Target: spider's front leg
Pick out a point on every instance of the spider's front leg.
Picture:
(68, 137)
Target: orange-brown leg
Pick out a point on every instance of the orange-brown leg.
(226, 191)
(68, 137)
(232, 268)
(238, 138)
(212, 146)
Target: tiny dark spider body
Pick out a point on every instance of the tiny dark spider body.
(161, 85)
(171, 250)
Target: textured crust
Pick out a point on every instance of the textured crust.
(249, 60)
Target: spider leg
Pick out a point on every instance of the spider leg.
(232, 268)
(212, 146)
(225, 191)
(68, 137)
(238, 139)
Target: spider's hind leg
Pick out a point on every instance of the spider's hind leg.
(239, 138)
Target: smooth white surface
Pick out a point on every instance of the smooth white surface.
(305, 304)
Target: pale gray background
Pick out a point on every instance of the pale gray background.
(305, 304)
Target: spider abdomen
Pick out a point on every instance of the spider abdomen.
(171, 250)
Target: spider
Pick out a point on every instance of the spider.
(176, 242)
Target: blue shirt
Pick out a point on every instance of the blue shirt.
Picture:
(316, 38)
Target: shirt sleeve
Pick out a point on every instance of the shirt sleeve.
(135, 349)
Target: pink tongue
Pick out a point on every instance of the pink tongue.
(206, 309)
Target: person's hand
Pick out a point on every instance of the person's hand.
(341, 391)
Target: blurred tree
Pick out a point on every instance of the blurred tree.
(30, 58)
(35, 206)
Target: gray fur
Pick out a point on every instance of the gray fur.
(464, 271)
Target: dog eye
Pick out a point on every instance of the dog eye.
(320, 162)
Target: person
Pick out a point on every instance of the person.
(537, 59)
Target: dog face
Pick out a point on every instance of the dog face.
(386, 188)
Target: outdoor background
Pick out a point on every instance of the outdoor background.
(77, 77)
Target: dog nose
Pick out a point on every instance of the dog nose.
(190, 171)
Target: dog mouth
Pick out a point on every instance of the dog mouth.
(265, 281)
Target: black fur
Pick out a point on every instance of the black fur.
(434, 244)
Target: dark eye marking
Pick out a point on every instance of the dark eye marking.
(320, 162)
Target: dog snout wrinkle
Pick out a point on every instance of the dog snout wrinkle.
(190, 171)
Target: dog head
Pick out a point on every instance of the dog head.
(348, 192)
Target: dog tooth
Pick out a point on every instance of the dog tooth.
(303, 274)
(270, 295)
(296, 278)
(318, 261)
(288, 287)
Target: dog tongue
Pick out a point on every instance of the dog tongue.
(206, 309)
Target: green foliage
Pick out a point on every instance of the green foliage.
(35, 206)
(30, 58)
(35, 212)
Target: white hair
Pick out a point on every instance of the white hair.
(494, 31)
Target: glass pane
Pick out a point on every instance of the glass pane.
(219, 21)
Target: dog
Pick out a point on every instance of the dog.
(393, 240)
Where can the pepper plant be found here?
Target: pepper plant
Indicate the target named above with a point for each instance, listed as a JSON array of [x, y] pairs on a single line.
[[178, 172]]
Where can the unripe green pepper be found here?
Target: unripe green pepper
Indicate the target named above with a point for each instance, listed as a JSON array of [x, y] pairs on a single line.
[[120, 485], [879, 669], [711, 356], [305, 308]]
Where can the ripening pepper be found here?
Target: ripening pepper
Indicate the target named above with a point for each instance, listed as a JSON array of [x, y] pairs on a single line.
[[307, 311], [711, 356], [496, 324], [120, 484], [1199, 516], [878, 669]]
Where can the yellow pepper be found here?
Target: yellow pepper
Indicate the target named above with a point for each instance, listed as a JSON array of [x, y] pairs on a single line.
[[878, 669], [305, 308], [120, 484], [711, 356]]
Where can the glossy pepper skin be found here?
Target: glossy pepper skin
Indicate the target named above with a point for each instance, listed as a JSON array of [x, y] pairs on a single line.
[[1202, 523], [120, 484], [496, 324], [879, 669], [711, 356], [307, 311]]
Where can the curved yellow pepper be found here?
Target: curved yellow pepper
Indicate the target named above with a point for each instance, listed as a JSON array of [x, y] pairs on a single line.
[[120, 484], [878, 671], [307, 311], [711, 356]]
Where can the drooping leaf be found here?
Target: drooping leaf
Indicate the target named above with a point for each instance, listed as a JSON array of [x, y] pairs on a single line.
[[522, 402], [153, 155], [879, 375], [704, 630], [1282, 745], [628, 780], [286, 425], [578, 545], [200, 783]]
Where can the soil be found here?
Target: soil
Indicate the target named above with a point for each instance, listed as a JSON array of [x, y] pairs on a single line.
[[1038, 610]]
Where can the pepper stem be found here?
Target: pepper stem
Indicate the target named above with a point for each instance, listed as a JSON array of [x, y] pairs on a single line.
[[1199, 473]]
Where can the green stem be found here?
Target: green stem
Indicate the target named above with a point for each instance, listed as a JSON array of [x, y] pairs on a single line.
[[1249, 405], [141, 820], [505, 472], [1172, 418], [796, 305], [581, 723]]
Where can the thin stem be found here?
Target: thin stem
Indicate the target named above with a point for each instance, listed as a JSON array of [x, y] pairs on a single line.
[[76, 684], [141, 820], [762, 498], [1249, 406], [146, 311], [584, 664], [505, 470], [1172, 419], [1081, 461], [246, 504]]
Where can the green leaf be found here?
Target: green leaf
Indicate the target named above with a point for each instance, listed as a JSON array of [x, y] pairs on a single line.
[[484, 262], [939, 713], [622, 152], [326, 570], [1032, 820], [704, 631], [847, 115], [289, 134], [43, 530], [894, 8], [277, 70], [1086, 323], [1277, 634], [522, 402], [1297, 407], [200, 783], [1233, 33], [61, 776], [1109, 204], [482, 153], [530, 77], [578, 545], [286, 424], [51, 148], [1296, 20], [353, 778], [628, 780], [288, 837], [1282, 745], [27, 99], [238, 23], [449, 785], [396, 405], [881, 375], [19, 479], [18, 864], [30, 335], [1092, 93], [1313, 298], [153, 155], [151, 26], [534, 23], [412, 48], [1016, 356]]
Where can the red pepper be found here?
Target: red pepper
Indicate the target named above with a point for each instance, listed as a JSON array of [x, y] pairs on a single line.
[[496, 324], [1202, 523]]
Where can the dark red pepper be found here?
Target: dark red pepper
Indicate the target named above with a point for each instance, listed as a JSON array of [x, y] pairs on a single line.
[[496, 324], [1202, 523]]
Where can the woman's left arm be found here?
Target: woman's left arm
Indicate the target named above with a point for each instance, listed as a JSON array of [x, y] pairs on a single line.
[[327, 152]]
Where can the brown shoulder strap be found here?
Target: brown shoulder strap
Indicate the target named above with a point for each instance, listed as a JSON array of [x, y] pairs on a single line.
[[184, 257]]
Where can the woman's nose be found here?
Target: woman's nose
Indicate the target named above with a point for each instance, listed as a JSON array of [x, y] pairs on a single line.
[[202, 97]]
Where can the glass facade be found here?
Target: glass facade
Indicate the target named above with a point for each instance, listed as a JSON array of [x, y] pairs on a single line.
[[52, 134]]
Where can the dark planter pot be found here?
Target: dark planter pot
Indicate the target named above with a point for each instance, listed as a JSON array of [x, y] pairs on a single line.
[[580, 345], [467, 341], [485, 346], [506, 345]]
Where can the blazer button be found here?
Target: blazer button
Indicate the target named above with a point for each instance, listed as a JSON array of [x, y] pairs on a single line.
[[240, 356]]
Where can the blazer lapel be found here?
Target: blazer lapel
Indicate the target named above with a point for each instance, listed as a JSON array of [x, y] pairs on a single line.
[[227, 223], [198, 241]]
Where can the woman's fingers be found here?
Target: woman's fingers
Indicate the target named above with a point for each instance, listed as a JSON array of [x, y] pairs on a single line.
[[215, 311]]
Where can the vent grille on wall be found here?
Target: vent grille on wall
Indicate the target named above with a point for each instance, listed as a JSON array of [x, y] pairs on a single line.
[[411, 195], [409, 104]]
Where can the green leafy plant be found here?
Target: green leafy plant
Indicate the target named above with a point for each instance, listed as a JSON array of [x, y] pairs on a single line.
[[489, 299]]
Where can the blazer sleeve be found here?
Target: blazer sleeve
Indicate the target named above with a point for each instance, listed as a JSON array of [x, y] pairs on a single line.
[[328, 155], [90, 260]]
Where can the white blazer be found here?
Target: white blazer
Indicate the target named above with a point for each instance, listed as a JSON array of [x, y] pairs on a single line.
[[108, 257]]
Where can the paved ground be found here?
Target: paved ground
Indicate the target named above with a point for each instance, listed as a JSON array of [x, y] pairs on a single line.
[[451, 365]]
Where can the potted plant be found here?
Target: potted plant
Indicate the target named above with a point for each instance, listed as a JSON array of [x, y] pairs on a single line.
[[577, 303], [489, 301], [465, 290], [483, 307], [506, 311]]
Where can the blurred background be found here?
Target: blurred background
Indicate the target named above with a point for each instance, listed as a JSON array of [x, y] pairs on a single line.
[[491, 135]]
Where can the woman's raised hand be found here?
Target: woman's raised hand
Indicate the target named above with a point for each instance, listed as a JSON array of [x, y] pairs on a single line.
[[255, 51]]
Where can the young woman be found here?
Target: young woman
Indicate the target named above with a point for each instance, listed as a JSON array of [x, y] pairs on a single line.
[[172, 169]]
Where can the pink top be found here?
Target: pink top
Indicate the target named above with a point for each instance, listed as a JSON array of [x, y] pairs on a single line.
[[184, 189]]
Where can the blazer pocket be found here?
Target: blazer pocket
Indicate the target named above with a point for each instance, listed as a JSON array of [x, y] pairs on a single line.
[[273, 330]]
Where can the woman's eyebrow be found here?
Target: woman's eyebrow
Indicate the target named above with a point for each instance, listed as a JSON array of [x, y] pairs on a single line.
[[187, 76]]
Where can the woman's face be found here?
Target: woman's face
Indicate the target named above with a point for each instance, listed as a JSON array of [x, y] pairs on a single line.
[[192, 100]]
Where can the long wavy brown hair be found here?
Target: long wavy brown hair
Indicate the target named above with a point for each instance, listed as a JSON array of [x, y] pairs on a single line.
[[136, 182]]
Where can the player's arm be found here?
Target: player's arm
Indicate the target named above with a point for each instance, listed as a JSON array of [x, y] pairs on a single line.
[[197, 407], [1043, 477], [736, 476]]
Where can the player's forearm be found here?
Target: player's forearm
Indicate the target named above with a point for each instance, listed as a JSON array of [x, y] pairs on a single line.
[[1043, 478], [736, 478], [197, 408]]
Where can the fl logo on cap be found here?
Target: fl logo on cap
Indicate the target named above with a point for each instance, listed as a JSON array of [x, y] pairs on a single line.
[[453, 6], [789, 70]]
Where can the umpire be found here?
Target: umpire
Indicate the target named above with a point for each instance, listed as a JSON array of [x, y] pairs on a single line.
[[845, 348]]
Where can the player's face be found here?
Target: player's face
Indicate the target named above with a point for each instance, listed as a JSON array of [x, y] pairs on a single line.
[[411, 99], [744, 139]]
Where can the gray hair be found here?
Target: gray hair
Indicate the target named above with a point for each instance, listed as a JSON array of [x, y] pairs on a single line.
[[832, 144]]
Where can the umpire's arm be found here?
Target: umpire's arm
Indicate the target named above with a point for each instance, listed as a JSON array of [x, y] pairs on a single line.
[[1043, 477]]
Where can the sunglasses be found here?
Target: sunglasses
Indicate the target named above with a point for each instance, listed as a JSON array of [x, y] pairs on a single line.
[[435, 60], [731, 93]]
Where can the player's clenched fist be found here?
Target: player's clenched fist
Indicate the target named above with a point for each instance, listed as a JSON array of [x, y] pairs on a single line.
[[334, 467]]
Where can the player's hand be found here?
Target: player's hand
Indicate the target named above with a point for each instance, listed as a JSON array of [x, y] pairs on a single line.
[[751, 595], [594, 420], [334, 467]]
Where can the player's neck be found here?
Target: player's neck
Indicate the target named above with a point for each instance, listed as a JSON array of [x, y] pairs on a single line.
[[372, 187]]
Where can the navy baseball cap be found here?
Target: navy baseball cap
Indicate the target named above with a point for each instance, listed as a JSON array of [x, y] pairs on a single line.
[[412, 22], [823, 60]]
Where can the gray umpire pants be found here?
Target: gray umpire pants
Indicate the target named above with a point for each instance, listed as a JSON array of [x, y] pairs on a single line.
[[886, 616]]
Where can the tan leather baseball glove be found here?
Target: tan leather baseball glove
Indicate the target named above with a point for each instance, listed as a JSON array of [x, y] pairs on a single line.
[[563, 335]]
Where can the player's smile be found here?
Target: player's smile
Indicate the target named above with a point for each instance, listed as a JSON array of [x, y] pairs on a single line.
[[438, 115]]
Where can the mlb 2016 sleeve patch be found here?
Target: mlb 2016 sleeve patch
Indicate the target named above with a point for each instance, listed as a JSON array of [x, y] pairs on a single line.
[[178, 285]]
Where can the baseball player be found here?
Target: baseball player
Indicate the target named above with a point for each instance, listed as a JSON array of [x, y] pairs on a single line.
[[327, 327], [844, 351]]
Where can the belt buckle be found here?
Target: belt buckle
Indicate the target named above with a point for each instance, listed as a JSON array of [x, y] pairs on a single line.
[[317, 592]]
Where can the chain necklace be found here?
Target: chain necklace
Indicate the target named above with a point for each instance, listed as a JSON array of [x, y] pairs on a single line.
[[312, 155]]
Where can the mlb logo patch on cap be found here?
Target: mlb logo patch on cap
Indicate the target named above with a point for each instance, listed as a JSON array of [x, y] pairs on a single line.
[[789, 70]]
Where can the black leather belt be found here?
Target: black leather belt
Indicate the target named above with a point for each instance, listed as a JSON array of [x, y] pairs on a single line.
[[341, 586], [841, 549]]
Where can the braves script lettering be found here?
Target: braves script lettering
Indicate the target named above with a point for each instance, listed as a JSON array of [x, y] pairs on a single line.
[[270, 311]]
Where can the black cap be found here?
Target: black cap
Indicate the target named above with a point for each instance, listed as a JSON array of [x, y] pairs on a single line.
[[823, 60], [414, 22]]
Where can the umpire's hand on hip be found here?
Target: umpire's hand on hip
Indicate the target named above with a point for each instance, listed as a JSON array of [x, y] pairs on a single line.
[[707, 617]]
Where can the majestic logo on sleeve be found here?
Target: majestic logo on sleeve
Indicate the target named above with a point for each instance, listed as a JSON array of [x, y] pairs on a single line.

PROMPT: In the material above, find the lines that contain "strap" and show them.

RESPONSE:
Where can the brown shoulder strap be found here?
Target: brown shoulder strap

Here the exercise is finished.